▸ **THE RECORDS**:

________________

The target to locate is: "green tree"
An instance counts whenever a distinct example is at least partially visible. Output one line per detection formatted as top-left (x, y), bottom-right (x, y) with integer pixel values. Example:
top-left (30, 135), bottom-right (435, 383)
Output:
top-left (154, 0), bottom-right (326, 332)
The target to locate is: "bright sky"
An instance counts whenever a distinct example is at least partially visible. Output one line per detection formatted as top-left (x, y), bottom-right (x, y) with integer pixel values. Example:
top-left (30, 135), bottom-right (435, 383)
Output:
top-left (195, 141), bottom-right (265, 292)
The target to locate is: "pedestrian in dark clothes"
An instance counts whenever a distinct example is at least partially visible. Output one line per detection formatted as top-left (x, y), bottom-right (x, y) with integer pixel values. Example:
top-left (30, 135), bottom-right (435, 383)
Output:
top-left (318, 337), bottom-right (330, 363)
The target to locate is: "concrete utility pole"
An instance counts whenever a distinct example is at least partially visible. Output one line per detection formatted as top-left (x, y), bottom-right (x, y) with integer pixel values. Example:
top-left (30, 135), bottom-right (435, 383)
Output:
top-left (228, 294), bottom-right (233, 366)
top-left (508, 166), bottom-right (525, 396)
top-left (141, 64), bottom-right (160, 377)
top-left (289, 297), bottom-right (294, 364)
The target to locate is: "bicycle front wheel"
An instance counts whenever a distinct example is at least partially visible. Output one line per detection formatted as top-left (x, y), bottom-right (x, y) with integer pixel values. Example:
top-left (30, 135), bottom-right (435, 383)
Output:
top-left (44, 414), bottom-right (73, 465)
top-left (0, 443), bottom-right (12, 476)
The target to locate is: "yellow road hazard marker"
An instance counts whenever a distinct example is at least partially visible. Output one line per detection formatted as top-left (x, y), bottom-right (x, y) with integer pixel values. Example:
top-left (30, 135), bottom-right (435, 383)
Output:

________________

Present all the records above as a Markdown table with a Row column that numbers each line and a Line column that holds it, skipping any blank lines.

| Row | Line |
|---|---|
| 1 | The target to locate is: "green tree" |
| 2 | An instance counts whenever a distinct example is at least partially visible. Output one line per detection formatted as top-left (x, y), bottom-right (x, y) with integer pixel values. Example: |
| 3 | top-left (30, 135), bottom-right (435, 383) |
| 4 | Output: |
| 5 | top-left (154, 0), bottom-right (326, 332) |
| 6 | The target to locate is: "bright sky" |
| 7 | An instance counts whenever a distinct example is at least partially visible. Output one line per detection formatted as top-left (x, y), bottom-right (x, y) with integer pixel values. Example: |
| 8 | top-left (30, 135), bottom-right (435, 383) |
| 9 | Output: |
| 10 | top-left (195, 141), bottom-right (265, 292) |
| 11 | The target to locate is: "pedestrian in dark clothes" |
| 12 | An instance counts whenever a distinct example is at least partially visible. Output one line per detection formatted as top-left (x, y), bottom-right (x, y) with integer pixel values. Example: |
| 13 | top-left (30, 135), bottom-right (435, 383) |
| 14 | Output: |
| 15 | top-left (318, 337), bottom-right (330, 363) |
| 16 | The target to locate is: "concrete utility pole" |
| 17 | An instance counts whenever a distinct example is at least partially visible. Output one line per detection formatted as top-left (x, y), bottom-right (x, y) with integer pixel values. Example: |
| 18 | top-left (30, 135), bottom-right (435, 383) |
| 19 | Output: |
| 20 | top-left (228, 294), bottom-right (233, 366) |
| 21 | top-left (508, 166), bottom-right (525, 396) |
| 22 | top-left (141, 64), bottom-right (160, 377) |
| 23 | top-left (289, 297), bottom-right (294, 364) |
| 24 | The target to locate is: "bicycle front wheel" |
| 25 | An instance counts whenever a distinct example is at least partially visible. Output one line per detection formatted as top-left (x, y), bottom-right (x, y) with integer pixel values. Example: |
| 26 | top-left (30, 135), bottom-right (435, 383) |
| 27 | Output: |
| 28 | top-left (44, 414), bottom-right (73, 465) |
| 29 | top-left (0, 443), bottom-right (12, 476) |
| 30 | The target to locate is: "yellow road hazard marker" |
| 31 | An instance counts whenever a distinct example is at least partially visible. Output one line per detection formatted as top-left (x, y), bottom-right (x, y) with integer pixel values. Example: |
| 32 | top-left (30, 135), bottom-right (435, 383) |
| 33 | Output: |